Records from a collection
** begin **
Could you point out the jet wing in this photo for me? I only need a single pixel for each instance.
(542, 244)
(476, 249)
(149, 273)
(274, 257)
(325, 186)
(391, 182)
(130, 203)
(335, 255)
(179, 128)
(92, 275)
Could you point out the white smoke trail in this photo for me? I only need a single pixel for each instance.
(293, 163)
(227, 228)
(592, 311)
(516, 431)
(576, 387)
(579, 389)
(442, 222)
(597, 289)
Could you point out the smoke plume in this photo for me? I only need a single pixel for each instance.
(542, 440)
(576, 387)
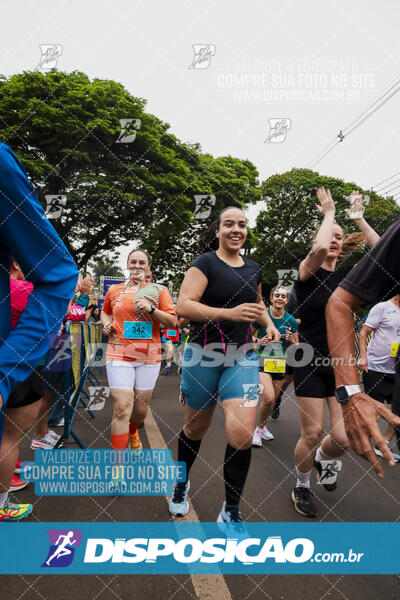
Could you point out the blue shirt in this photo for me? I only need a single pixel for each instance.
(27, 235)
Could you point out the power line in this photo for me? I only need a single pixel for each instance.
(384, 181)
(356, 123)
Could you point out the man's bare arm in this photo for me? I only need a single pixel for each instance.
(360, 412)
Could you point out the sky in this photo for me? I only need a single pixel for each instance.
(312, 66)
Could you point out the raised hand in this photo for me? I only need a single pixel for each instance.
(326, 204)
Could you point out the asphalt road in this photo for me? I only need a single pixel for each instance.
(360, 496)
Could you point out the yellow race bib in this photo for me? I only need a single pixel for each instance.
(274, 365)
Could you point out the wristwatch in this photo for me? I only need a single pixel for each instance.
(344, 392)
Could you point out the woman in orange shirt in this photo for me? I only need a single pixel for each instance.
(131, 316)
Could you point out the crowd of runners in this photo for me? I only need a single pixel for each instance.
(231, 347)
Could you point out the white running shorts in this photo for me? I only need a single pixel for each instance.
(129, 375)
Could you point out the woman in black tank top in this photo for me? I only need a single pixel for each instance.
(315, 382)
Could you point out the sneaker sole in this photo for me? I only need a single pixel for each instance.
(23, 516)
(181, 514)
(330, 487)
(300, 511)
(15, 488)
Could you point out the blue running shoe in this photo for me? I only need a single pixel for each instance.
(179, 504)
(379, 453)
(230, 522)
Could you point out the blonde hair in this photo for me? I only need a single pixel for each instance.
(351, 243)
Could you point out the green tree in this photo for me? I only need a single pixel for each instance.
(285, 228)
(104, 268)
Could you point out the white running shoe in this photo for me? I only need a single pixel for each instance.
(266, 434)
(379, 453)
(53, 435)
(179, 504)
(257, 440)
(47, 442)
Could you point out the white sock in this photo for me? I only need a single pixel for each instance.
(320, 455)
(3, 499)
(303, 479)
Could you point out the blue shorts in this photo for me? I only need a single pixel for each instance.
(202, 383)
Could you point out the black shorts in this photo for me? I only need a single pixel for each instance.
(379, 386)
(28, 391)
(314, 382)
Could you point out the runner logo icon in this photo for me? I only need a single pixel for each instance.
(330, 471)
(62, 547)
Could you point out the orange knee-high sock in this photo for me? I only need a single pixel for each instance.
(133, 427)
(119, 442)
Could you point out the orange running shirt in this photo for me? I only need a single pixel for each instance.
(121, 303)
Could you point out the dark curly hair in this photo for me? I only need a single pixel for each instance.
(208, 240)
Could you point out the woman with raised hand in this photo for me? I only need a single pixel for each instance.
(314, 383)
(221, 296)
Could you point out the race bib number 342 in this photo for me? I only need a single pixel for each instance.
(138, 330)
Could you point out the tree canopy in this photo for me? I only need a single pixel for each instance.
(285, 228)
(128, 179)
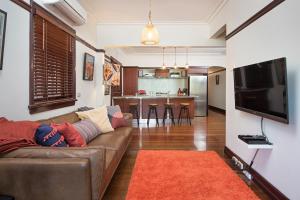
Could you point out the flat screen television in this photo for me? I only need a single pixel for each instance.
(261, 89)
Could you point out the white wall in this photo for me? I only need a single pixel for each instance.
(162, 85)
(217, 93)
(14, 78)
(178, 34)
(274, 35)
(156, 60)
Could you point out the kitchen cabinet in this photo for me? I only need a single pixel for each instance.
(130, 80)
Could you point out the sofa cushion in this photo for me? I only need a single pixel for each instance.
(113, 140)
(69, 117)
(48, 136)
(87, 129)
(72, 136)
(116, 116)
(18, 129)
(99, 117)
(3, 119)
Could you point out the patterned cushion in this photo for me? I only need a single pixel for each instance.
(116, 116)
(87, 129)
(45, 135)
(99, 117)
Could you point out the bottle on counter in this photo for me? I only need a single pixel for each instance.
(179, 92)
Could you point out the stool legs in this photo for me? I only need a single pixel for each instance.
(170, 111)
(152, 110)
(184, 111)
(134, 111)
(156, 116)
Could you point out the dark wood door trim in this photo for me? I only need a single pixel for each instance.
(255, 17)
(28, 7)
(23, 4)
(272, 191)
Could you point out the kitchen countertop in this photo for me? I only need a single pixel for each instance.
(152, 97)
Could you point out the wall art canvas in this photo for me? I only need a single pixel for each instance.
(107, 72)
(88, 68)
(3, 16)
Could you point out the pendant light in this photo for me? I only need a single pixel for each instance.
(175, 64)
(150, 35)
(164, 64)
(187, 58)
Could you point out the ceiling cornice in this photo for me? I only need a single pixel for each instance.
(155, 22)
(217, 11)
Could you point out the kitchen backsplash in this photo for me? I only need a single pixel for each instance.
(161, 85)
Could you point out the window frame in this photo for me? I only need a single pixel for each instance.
(37, 107)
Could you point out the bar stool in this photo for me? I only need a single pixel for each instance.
(169, 109)
(184, 110)
(134, 110)
(153, 109)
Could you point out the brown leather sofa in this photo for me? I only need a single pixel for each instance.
** end **
Transcribe the complete set of entries verbatim. No pictures belong in the copy.

Could you point out the jet wing in this photo for me? I only need a single pixel for each instance.
(542, 244)
(476, 249)
(149, 273)
(274, 257)
(325, 186)
(391, 182)
(130, 203)
(335, 255)
(179, 128)
(92, 275)
Could you point out the white smoke trail in this photo for me? I only need a single pixel for each instance.
(293, 163)
(227, 228)
(592, 311)
(516, 431)
(576, 387)
(579, 389)
(442, 222)
(597, 289)
Could you point out the smoke plume in this photo for me? I only need a single pixel for each instance.
(542, 440)
(576, 387)
Could you point out the blue shirt in this photo for me? I only need a single pixel for each instance.
(27, 235)
Could you point out the power line in this photo for me? I only need a single pixel for each instance.
(384, 181)
(356, 123)
Could you point out the man's bare arm in this photo for me? I only need a single pixel for each instance.
(360, 412)
Could you point out the sky in this photo for me? I only need a single pixel for each instance.
(312, 66)
Could you point out the raised hand in this photo for me? I only need a single pixel for each instance.
(326, 204)
Could you point out the asphalt road in this photo for me? I only need a single pixel for each instance.
(360, 496)
Could you point out the yellow race bib in this photo for me? I only need a single pixel for each instance.
(274, 365)
Could you point out the wristwatch in this photo for me? I only need a single pixel for each instance.
(344, 392)
Could you point out the woman in orange shirt in this photo for me? I only need a single pixel for each instance.
(131, 316)
Could you point out the crowd of runners in this photo for me? I only need a single pixel for each instance.
(231, 347)
Could you point out the white running shorts in this photo for me? I only need a single pixel for each instance.
(129, 375)
Could you point out the woman in black tank top in this photo for me? I only need a single pixel for each instance.
(315, 382)
Could you point out the sneaker sole in this photo for me? I only need a single pixel for each instance.
(23, 516)
(181, 514)
(330, 487)
(300, 511)
(15, 488)
Could you point out the blue running shoe in this photo for me? I only need a single pixel for each instance.
(179, 504)
(379, 453)
(230, 522)
Could you point out the blonde hair in this photo for me? I only need a single pixel for each instance.
(351, 243)
Could you point out the green tree in this photo for me? I only need a single pixel for each instance.
(285, 228)
(104, 268)
Could you point out the white running shoe in this photo for me? I only need a single pixel for each instance.
(266, 434)
(379, 453)
(53, 435)
(179, 504)
(257, 440)
(47, 442)
Could you point out the white sock in this photo for me? I only need a single pixel for each instance.
(320, 455)
(3, 499)
(303, 479)
Could you point out the blue shorts in this photo for me? I only need a single pixel for each instance.
(202, 383)
Could you point out the black shorts in this photo for me? I only need a single pixel for each instance.
(379, 386)
(28, 391)
(314, 382)
Could you point out the runner logo icon in this photo for me? I only need a single pixel for each instance.
(330, 471)
(62, 547)
Could you point out the orange knee-high sock in this photo for me? I only need a single pixel for each instance.
(133, 427)
(119, 442)
Could you point out the orange running shirt in this photo for me? I only need a single pixel for each instance.
(121, 303)
Could you point out the dark curly hair in this photo for me? I only need a single pixel for each instance.
(208, 240)
Could you point out the woman with raised hand in this photo for me? I only need a single pixel for each instance.
(314, 383)
(221, 296)
Could you point out the race bib number 342 in this photo for me? I only need a single pixel for each instance.
(138, 330)
Could you point out the tree canopy in this photo for me? I only need a single pixel for each instance.
(285, 228)
(128, 179)
Could you point out the flat screen television in this photo for me? I only need a single pixel for each instance.
(261, 89)
Could you point out the white wall in this photo for me? I only need a single pixel for each instance.
(162, 85)
(217, 93)
(14, 78)
(178, 34)
(274, 35)
(156, 60)
Could you point out the kitchen cabinet in this photo for me? I only need a single pixel for each instance.
(130, 80)
Could you point out the sofa cushion in this photo for me? I only need a single pixel for each instance.
(113, 140)
(69, 117)
(48, 136)
(87, 129)
(72, 136)
(116, 116)
(18, 129)
(99, 117)
(3, 119)
Could you point out the patterned cushion in this photo for me? I only need a single pixel for each instance.
(116, 116)
(87, 129)
(45, 135)
(99, 117)
Could you point out the bottle on counter in this photo for me? I only need a single pixel for each instance.
(179, 92)
Could you point out the stool legs in this photo for me? I only need a single pixel for each instance.
(170, 111)
(152, 110)
(184, 111)
(134, 111)
(156, 116)
Could you point out the dark wood door trim in this photo for me? I only need a single pixel for each instance.
(255, 17)
(28, 7)
(23, 4)
(272, 191)
Could you point out the kitchen countertop in this photo for me? I only need a single pixel for each instance.
(152, 97)
Could you point out the wall art canvas in this photo for me? I only need a single pixel for each instance.
(107, 72)
(88, 68)
(3, 16)
Could you point out the pendant light in this photo for me? I only need a single pixel for each instance.
(175, 64)
(150, 35)
(164, 64)
(187, 58)
Could you point out the ceiling cornice in this photo for me? I only need a single pixel for each instance.
(155, 22)
(217, 11)
Could you point out the kitchen backsplash in this photo for me? I only need a single pixel for each instance.
(161, 85)
Could you point out the window frame in this photo for me? I only need a single pixel for each instance.
(37, 107)
Could you point out the bar stool in this photo for me? I only need a single pixel for each instance.
(169, 109)
(184, 110)
(134, 110)
(153, 109)
Could you point out the brown leather sofa in this photo for me? I only need a single pixel for each instance.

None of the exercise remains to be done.